Data entries
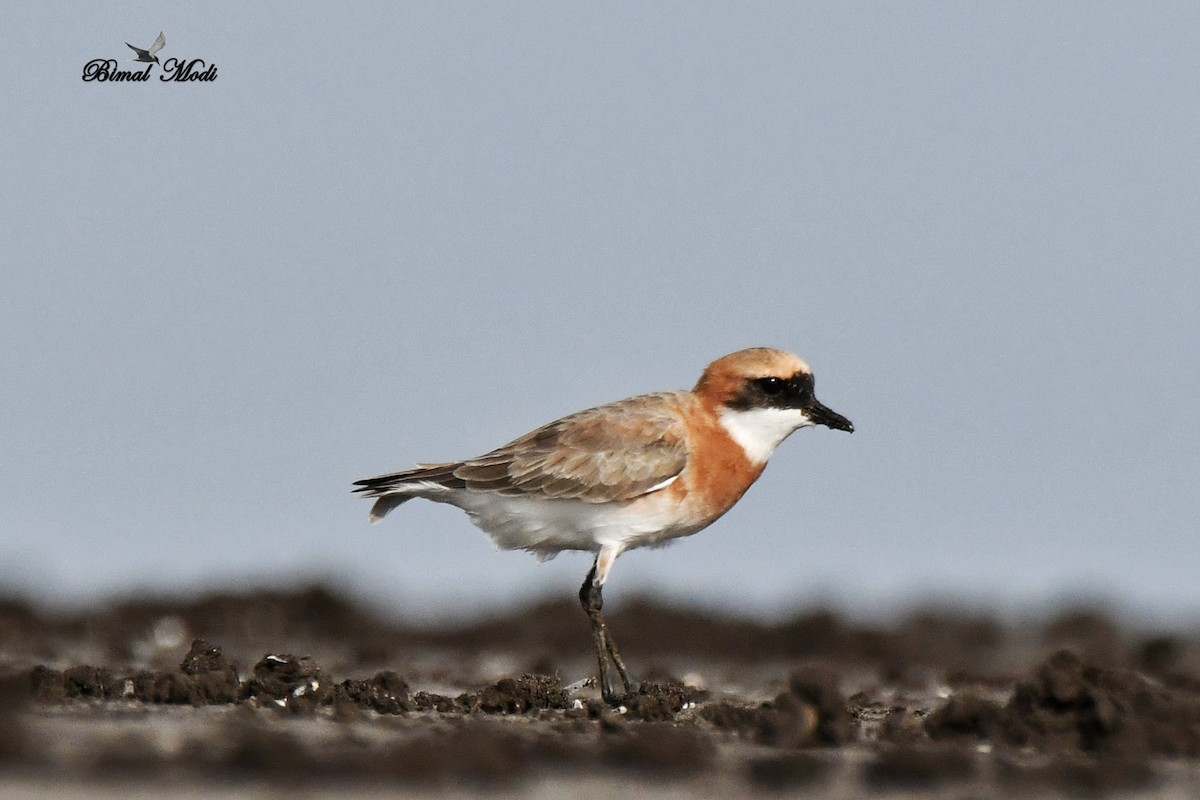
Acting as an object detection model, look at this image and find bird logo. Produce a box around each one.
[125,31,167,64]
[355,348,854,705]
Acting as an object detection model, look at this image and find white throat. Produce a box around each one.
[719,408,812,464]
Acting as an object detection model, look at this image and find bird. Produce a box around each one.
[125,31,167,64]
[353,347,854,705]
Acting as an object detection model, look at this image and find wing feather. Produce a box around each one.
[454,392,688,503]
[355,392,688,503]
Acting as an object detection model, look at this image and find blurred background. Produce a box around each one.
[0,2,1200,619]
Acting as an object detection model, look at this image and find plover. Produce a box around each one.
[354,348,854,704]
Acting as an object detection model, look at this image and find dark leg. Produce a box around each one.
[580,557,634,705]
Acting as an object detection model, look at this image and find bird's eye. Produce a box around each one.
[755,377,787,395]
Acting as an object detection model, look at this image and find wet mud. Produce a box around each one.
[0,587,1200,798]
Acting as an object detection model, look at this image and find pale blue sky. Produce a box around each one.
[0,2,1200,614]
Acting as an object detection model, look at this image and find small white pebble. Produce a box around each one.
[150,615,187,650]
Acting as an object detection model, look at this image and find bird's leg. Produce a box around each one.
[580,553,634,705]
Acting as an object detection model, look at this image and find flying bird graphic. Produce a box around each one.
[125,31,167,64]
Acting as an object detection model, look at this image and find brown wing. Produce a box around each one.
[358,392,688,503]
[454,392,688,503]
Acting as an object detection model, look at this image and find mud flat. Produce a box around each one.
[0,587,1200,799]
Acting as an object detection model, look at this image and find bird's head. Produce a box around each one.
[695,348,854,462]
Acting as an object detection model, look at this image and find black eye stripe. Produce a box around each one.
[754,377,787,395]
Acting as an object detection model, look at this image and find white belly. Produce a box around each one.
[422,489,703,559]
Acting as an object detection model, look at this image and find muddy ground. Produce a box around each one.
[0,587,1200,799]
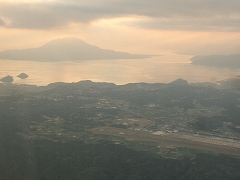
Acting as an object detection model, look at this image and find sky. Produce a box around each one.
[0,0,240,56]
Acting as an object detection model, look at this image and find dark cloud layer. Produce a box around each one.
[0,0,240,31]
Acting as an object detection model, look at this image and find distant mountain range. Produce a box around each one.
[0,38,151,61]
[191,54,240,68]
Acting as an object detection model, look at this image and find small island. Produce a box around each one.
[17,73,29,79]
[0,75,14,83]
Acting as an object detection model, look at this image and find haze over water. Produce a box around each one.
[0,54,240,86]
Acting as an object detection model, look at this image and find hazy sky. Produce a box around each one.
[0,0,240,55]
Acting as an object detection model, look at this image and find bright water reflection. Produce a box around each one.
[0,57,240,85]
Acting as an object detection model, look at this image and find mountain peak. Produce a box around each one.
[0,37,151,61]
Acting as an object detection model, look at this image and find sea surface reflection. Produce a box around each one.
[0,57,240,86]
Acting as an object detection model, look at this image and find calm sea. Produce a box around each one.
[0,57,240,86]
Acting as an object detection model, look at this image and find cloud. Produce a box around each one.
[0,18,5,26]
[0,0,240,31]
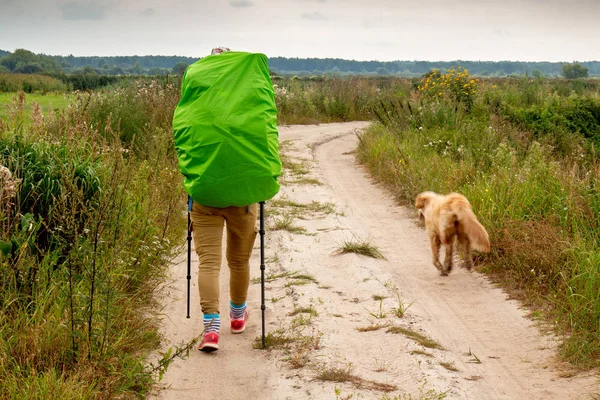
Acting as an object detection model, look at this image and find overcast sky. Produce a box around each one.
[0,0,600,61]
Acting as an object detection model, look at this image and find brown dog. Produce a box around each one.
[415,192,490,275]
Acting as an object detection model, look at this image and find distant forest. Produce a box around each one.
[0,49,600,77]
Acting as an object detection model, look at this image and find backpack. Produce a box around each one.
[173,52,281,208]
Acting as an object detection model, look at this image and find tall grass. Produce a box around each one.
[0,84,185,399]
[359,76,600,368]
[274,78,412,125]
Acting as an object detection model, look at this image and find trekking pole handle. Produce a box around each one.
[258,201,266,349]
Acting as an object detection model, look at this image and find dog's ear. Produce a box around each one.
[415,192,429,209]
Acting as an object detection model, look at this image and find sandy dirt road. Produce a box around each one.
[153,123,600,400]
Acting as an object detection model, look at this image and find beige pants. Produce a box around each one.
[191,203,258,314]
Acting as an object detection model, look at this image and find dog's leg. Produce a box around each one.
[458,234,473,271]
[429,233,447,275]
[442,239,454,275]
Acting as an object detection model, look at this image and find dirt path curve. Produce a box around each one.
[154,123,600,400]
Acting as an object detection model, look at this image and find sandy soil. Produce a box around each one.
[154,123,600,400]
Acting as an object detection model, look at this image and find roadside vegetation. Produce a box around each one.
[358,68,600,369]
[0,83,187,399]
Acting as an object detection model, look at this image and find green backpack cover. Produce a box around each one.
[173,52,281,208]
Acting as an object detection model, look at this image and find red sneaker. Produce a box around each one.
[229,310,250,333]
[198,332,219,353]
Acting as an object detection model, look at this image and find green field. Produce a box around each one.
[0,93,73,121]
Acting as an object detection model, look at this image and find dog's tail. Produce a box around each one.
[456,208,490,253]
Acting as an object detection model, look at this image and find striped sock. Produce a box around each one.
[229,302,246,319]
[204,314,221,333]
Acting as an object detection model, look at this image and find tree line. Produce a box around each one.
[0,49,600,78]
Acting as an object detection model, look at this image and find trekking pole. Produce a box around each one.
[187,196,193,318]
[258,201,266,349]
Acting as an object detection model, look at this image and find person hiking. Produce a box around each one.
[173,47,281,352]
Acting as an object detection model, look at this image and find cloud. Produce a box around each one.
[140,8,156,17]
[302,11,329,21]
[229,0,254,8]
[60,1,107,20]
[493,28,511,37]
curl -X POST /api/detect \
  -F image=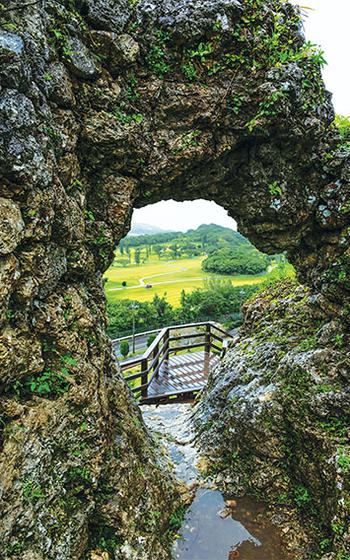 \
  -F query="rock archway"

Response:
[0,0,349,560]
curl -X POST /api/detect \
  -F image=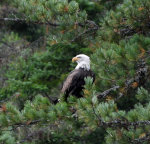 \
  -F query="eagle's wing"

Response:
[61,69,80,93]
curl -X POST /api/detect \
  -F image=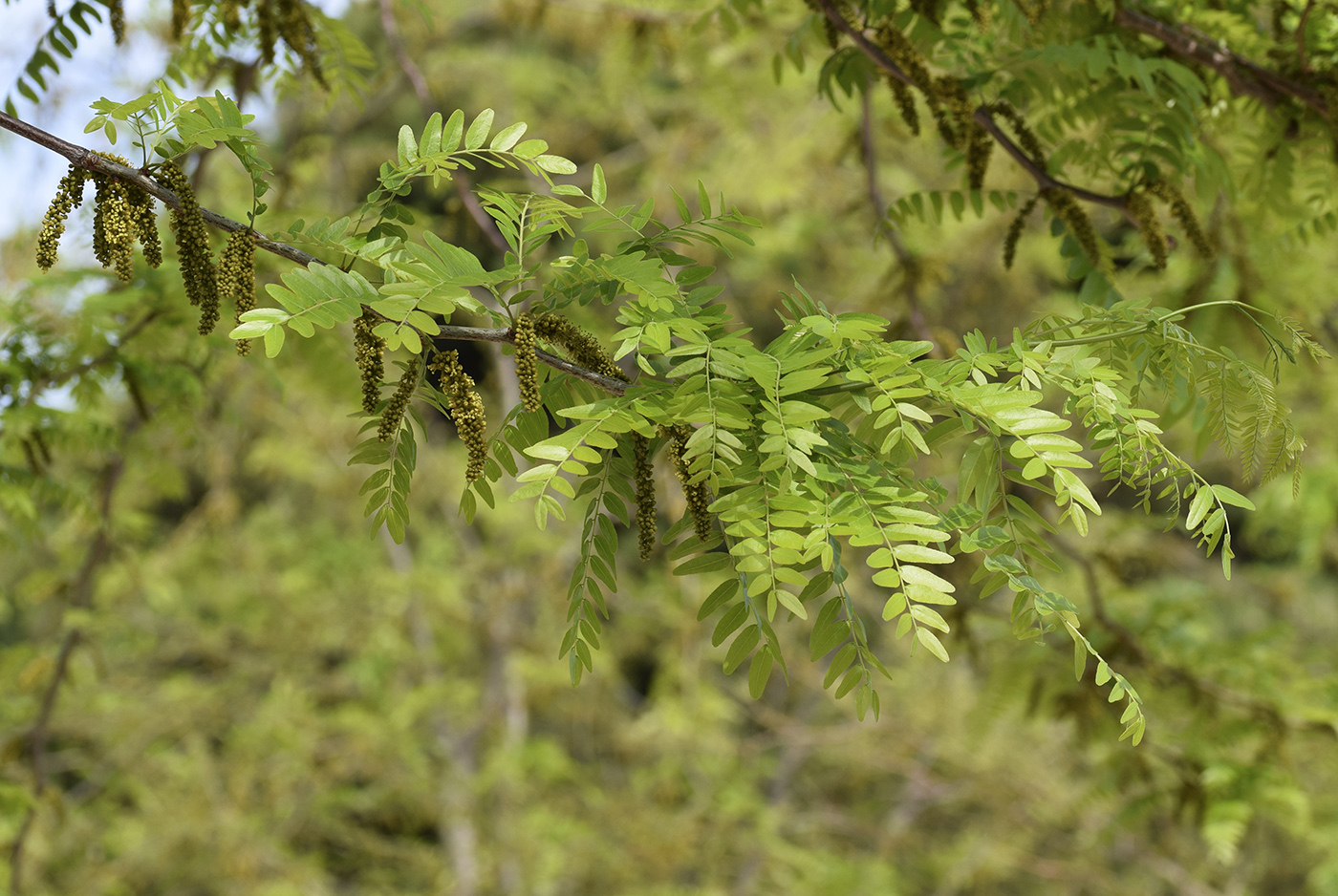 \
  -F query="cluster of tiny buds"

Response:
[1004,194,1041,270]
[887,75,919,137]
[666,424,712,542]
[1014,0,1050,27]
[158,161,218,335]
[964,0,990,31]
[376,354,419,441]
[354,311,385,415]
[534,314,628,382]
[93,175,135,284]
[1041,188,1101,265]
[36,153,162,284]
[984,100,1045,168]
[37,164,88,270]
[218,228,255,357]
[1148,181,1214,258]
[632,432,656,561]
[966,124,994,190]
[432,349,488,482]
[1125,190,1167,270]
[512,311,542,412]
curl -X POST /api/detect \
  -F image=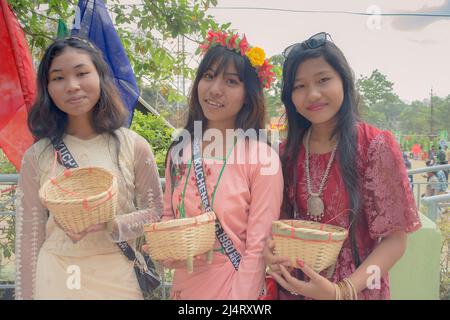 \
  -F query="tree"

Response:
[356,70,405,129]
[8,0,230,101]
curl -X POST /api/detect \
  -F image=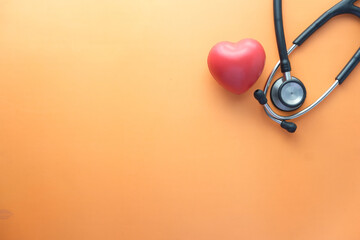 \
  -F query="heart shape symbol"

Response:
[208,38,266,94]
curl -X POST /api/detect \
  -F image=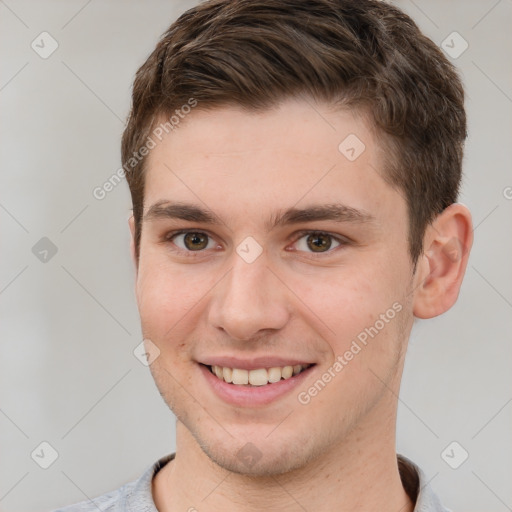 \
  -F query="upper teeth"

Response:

▶ _Exercise prompt_
Locate each line above that contains the string "query", and copy every one of those lines in full.

▶ _Correct answer_
  -F query="rock archway"
  -F query="eagle's wing"
  -F query="cluster of tiny buds"
  -F query="tree"
  -F query="heart shape symbol"
  -F query="upper teeth"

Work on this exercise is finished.